====== ОТРЫВОК ДОКУМЕНТА ======
3. Все сомнения в виновности обвиняемого, которые не могут быть устранены в порядке, установленном настоящим Кодексом, толкуются в пользу обвиняемого.

4. Обвинительный приговор не может быть основан на предположениях» (статья 14 УПК РФ). И все это следует из статьи 49 Конституции РФ.

Правилами презумпции невиновности и нужно руководствоваться судам, а не пытаться быть святее государственного обвинителя. В остальных случаях при доказывании достаточно использовать здравый смысл, а вот его-то, создается впечатление, подчас у судей и не наблюдается.

Нет ли у судей профессиональной деформации правосознания? Предъявление человеку обвинения еще не означает его виновности. Забвение этой истины сильно бьет по престижу правосудия. Оно подчас называется «басманным». Сколько ломается из-за него судеб!

Не затуманивает ли судьям глаза значимость собственного статуса возможность отделить в каждом конкретном случае зерна от плевел? Сидящие на скамье подсудимых – тоже люди. Иногда ими бывают и сами судьи. И тогда они пытаются защититься теми же способами, что защищались ими осужденные. Парадокс в том, что это может ничего не дать, ибо судят судей так же, как судили они.

Обвинить довольно легко. Был бы человек, а статья найдется.

Защитить сложнее. Непросто доказать, что ты не верблюд.

Наиболее же трудно решить, кто прав – кто виноват. Суд не на осуд, а на рассуд.

Разумеется, судьи – не роботы, а люди. Шапка Мономаха судебного статуса довольно тяжела. Только взялся за гуж – не говори, что не дюж. В противном случае не суди других и сам не судим будешь.
====== ИСХОДНЫЙ МАТЕРИАЛ ======
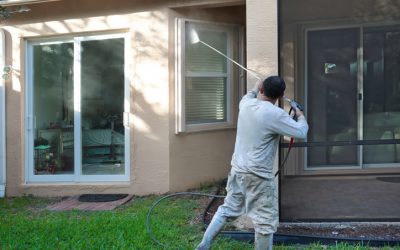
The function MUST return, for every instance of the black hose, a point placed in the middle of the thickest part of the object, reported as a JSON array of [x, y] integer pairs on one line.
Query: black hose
[[148, 227]]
======
> **СУТЬ ЗАДАНИЯ**
Перепишите дословно часть текста о презумпции невиновности от слов «Правилами презумпции невиновности» до слов «из-за него судеб!» включительно.

> **РЕЗУЛЬТАТ УПРАЖНЕНИЯ**
Правилами презумпции невиновности и нужно руководствоваться судам, а не пытаться быть святее государственного обвинителя. В остальных случаях при доказывании достаточно использовать здравый смысл, а вот его-то, создается впечатление, подчас у судей и не наблюдается.

Нет ли у судей профессиональной деформации правосознания? Предъявление человеку обвинения еще не означает его виновности. Забвение этой истины сильно бьет по престижу правосудия. Оно подчас называется «басманным». Сколько ломается из-за него судеб!